----- Available data -----
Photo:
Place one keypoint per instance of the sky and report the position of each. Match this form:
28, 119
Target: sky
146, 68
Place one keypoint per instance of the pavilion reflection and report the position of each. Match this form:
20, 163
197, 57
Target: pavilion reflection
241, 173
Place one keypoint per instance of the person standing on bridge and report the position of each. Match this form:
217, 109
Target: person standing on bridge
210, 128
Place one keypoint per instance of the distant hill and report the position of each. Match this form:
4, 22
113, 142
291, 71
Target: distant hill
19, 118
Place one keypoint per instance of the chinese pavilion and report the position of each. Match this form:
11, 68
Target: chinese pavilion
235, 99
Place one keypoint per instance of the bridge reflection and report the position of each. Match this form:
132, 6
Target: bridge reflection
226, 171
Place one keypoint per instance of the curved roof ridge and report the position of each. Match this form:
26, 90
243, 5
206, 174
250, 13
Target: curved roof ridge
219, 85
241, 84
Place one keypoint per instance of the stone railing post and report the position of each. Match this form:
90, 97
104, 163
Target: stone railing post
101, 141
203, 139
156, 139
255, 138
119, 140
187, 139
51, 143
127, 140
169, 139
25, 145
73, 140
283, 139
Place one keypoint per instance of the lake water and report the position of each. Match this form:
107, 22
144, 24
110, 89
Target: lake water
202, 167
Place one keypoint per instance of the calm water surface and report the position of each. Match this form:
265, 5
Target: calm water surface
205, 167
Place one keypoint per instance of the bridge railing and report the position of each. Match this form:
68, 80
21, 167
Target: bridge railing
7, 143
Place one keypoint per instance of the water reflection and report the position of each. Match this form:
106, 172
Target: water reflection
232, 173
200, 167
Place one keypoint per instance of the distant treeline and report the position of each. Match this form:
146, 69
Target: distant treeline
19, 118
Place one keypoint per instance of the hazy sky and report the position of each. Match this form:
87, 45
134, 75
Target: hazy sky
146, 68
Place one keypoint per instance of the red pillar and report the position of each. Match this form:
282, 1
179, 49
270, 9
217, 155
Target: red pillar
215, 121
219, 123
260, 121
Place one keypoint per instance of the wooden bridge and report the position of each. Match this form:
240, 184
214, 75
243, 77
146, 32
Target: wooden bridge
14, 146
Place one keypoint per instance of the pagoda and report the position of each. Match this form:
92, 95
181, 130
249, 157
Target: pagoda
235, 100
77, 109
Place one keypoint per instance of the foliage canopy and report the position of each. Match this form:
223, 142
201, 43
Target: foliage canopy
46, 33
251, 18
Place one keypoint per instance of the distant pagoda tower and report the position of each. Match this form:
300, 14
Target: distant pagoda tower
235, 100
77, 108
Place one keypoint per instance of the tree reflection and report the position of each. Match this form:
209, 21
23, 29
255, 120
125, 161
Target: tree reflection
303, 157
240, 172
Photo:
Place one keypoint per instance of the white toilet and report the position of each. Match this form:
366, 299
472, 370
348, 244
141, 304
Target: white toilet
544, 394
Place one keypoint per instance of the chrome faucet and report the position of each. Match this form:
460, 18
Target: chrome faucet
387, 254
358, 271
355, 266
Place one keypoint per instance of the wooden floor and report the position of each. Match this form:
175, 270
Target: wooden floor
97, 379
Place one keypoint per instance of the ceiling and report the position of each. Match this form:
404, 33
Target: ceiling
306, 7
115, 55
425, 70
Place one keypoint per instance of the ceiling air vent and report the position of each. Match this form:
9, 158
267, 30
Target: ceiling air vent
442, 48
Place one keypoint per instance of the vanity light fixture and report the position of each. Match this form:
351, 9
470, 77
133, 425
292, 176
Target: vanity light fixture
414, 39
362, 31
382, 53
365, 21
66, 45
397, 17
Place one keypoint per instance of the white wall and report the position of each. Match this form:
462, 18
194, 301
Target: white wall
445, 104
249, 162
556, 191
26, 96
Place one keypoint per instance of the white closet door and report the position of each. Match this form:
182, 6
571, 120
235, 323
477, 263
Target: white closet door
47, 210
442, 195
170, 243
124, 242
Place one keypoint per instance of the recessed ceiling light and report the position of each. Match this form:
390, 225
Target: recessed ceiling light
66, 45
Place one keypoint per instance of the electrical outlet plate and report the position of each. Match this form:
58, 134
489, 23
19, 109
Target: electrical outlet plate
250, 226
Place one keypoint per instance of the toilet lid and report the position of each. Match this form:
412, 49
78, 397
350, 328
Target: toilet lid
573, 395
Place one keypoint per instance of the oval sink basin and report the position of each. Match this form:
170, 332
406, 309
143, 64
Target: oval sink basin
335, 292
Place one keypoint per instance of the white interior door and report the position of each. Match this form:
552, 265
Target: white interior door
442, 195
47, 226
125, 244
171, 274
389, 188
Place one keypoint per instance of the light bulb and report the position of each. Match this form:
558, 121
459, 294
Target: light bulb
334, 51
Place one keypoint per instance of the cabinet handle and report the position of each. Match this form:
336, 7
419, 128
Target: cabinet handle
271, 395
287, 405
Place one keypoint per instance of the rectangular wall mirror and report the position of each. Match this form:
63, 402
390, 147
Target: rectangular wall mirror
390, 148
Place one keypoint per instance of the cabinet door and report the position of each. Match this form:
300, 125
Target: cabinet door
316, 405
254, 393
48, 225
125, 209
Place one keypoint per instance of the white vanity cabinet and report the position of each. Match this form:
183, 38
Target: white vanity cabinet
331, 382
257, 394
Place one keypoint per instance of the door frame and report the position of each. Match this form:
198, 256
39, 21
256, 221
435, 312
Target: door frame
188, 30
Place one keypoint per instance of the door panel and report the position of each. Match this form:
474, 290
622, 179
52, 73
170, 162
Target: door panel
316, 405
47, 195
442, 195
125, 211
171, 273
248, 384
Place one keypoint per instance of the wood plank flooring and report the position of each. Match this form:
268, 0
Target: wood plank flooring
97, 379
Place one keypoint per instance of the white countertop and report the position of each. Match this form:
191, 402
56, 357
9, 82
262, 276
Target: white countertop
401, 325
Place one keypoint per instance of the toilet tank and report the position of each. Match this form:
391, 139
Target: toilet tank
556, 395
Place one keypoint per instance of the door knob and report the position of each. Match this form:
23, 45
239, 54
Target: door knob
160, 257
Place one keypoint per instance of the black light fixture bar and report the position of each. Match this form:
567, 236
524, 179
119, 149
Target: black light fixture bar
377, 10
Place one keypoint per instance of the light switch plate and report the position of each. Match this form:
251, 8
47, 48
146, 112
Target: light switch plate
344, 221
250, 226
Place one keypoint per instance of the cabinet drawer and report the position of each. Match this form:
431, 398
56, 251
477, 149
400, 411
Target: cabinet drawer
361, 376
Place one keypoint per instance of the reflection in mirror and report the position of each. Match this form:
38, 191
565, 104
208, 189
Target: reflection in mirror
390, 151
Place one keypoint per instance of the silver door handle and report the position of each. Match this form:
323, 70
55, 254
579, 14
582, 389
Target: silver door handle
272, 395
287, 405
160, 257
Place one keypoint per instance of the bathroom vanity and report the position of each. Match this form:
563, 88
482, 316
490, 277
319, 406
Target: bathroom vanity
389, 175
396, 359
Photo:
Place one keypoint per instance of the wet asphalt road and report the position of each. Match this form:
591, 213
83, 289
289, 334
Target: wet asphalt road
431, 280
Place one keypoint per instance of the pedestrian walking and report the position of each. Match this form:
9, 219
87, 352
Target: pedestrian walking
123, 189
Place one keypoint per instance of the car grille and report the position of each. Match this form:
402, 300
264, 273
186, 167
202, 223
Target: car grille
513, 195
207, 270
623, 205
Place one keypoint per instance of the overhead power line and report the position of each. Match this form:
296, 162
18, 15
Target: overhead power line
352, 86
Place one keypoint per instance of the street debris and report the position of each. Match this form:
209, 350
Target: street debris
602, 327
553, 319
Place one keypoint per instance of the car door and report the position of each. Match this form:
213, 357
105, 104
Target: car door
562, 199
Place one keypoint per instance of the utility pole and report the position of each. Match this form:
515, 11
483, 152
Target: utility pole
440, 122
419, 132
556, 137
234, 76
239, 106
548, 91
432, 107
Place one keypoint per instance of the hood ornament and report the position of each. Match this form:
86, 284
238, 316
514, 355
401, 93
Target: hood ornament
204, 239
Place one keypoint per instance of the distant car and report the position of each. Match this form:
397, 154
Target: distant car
-----
→ **What to produce**
Your answer must be the line holding "Target: wet asphalt road" and every later line of the entries above, written out exactly, and nothing else.

→ **Output for this exercise**
Target: wet asphalt road
431, 280
Place one keypoint per instance of the pedestrian walking and report the position of each. Match this form:
9, 219
87, 352
Target: pedestrian walking
123, 189
Place one keypoint per instance of the car grille and report the position of each. Match this form:
402, 300
264, 273
186, 167
202, 223
Target: car grille
513, 195
207, 270
623, 205
Place one keypoint per instance of the overhead power line and report the position of each. Match this form:
296, 162
18, 15
Target: overhead power line
352, 86
Place one keypoint per instance of the street debris and report the position of each. Match this form:
209, 350
Target: street debris
602, 327
553, 319
Place one keypoint per instance of the car door and report the position of each. Match this form:
213, 357
105, 104
Target: car door
562, 199
Place one keypoint per instance of the utility pole and report the position of each. Match this form:
515, 11
483, 152
Target: utility pole
440, 122
419, 132
556, 137
234, 76
239, 106
548, 91
432, 107
Place one keypoint per instance of the hood ornament and report the position of each. Match this form:
86, 284
238, 316
514, 355
401, 93
Target: hood ornament
204, 239
Place one keypoint per instance of the distant car and report the position of each. Match this form:
397, 154
Target: distant car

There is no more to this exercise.